-- Text extract --
+ + +

Distributed Log Aggregation & Analysis Pipeline

Production-grade distributed log processing system implementing a real-world observability architecture with Go collectors, Kafka streaming, Python processors, and comprehensive monitoring.

Overview

This project implements a scalable and fault-tolerant pipeline for aggregating, processing, and analyzing logs from distributed application services. The goal is to build a system that mimics real-world logging stacks like ELK/EFK at scale, providing robust and observable infrastructure for handling high-volume log data.

The core architecture follows a decoupled, streaming model where logs are collected, pushed into a durable message queue, processed asynchronously, and finally stored for analysis and long-term archival.

+ + +

-- Directions --
• a. Set down the passage of the log pipeline text starting at "Production-grade distributed log" and ending at "high-volume log data.".
• b. Answer these questions from the log pipeline text:
(i) In what language are the collectors written?
(ii) Which real-world logging stacks is the system meant to mimic?
(iii) What kind of model does the core architecture follow?
• c. What are all the components that the opening description of the log pipeline text says the system is built with?

Entries from a point annotation set:
+ + +

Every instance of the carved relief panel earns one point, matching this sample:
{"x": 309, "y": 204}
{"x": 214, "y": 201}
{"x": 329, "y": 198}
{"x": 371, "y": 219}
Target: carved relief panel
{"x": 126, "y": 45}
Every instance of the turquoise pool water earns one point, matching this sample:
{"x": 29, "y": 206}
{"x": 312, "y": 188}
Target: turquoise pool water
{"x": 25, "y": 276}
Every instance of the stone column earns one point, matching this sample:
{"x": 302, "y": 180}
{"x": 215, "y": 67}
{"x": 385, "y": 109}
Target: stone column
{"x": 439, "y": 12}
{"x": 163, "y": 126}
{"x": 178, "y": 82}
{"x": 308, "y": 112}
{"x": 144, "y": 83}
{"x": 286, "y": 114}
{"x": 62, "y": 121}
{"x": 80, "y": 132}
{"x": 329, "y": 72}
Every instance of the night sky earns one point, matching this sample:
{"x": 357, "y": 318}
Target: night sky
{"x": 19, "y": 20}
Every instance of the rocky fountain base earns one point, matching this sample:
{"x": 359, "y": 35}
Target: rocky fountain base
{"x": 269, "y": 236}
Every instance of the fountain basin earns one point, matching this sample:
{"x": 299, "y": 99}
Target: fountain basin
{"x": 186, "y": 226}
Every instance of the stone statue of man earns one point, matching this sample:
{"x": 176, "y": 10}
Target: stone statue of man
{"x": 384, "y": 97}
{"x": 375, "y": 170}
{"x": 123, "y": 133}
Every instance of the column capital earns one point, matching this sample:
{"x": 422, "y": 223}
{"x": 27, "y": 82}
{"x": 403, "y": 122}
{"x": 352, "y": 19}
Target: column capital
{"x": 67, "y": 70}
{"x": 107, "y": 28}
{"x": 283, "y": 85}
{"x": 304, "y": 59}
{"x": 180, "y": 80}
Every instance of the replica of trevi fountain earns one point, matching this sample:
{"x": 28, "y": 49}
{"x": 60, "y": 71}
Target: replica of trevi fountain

+ + +

-- Task-by-task results --
• a.
Production-grade distributed log processing system implementing a real-world observability architecture with Go collectors, Kafka streaming, Python processors, and comprehensive monitoring.

Overview

This project implements a scalable and fault-tolerant pipeline for aggregating, processing, and analyzing logs from distributed application services. The goal is to build a system that mimics real-world logging stacks like ELK/EFK at scale, providing robust and observable infrastructure for handling high-volume log data.

• b.
(i) Go
(ii) ELK/EFK
(iii) A decoupled, streaming model

• c.
- Go collectors
- Kafka streaming
- Python processors
- Comprehensive monitoring